[EXERCISE PROMPT] Reproduce each of the records below, word for word and line for line, without changing anything.
* START RECORDS PROVIDED *
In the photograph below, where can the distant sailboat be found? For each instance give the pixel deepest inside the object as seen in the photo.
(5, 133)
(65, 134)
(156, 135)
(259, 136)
* END RECORDS PROVIDED *
[THE ANSWER]
In the photograph below, where can the distant sailboat be found? For each instance give the pixel deepest inside the object as seen in the photo.
(5, 133)
(65, 134)
(156, 135)
(259, 136)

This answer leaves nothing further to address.